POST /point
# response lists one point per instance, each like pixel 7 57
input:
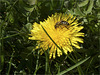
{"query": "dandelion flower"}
pixel 63 29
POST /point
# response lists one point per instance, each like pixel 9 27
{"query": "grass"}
pixel 16 50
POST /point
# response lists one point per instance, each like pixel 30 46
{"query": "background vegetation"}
pixel 16 50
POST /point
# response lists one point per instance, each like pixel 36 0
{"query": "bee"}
pixel 61 23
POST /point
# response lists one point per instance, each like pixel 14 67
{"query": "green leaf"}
pixel 27 27
pixel 74 66
pixel 90 7
pixel 83 3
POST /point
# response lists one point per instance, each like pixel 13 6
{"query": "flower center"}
pixel 61 24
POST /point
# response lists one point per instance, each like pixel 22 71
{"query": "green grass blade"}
pixel 83 3
pixel 74 66
pixel 90 6
pixel 10 63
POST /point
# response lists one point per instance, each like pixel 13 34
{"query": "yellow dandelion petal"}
pixel 63 29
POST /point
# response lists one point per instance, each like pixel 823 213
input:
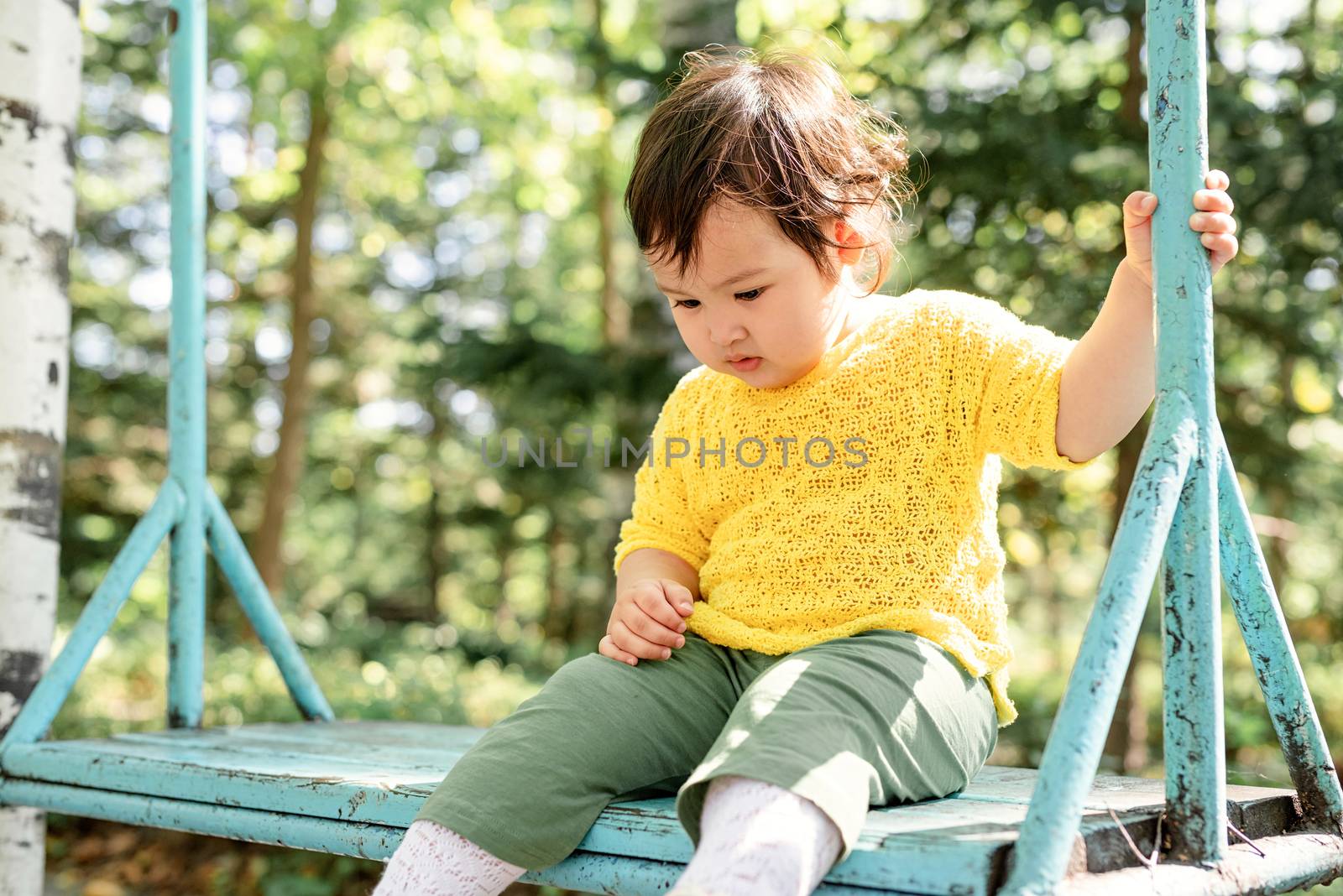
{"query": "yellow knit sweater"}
pixel 900 529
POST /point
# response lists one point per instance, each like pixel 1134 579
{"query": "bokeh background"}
pixel 416 243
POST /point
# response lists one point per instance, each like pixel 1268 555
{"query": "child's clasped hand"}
pixel 646 622
pixel 1213 219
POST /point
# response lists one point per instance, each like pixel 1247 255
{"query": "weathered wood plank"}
pixel 382 773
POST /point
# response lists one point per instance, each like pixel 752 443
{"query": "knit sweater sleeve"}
pixel 1017 369
pixel 661 514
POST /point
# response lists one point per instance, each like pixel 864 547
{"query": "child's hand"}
pixel 646 622
pixel 1213 219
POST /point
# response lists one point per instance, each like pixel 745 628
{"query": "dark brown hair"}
pixel 774 130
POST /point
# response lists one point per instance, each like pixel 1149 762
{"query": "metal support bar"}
pixel 1072 753
pixel 1192 669
pixel 261 611
pixel 44 701
pixel 1264 629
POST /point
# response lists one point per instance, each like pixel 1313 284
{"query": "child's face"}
pixel 786 315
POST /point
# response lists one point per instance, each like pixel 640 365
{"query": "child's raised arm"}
pixel 1110 378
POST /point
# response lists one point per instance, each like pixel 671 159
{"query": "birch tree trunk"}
pixel 39 109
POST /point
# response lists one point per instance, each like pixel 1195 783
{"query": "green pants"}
pixel 872 719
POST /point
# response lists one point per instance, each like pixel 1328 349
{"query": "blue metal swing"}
pixel 353 788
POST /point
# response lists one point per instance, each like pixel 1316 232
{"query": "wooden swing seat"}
pixel 353 788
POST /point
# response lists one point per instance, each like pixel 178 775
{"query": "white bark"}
pixel 39 105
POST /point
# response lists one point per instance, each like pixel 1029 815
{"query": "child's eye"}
pixel 750 295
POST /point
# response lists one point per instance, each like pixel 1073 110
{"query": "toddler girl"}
pixel 812 573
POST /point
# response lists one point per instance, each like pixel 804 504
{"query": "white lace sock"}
pixel 755 839
pixel 434 860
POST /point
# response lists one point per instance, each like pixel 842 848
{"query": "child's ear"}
pixel 850 239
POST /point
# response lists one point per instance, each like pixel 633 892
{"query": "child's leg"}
pixel 877 718
pixel 436 862
pixel 530 786
pixel 758 837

○ ○ ○

Reproduce the entries from their first line through the line that contains "pixel 416 243", including both of those lines, and omit the pictures.

POST /point
# response lists one point per instance, each like pixel 7 57
input:
{"query": "dandelion flower"}
pixel 63 29
POST /point
# response lists one point per instance, each like pixel 9 27
{"query": "grass"}
pixel 16 50
POST /point
# response lists one point per instance, each like pixel 30 46
{"query": "background vegetation"}
pixel 16 50
POST /point
# response lists one point per instance, each like pixel 36 0
{"query": "bee"}
pixel 61 23
POST /point
# response lists one point per instance, each like pixel 14 67
{"query": "green leaf"}
pixel 27 27
pixel 74 66
pixel 90 7
pixel 83 3
POST /point
# response lists one point per instance, each like pixel 13 6
{"query": "flower center"}
pixel 61 24
POST /point
# response lists one point per instance, each like pixel 22 71
{"query": "green grass blade"}
pixel 83 3
pixel 74 66
pixel 90 6
pixel 10 63
POST /point
# response lists one point per instance, each like pixel 13 34
{"query": "yellow dandelion petal"}
pixel 63 29
POST /point
# response lists one point per instance, each like pixel 823 213
input:
{"query": "yellow knit sweater"}
pixel 900 529
POST /point
# response lists one point per instance, each like pixel 1134 579
{"query": "bokeh background"}
pixel 416 243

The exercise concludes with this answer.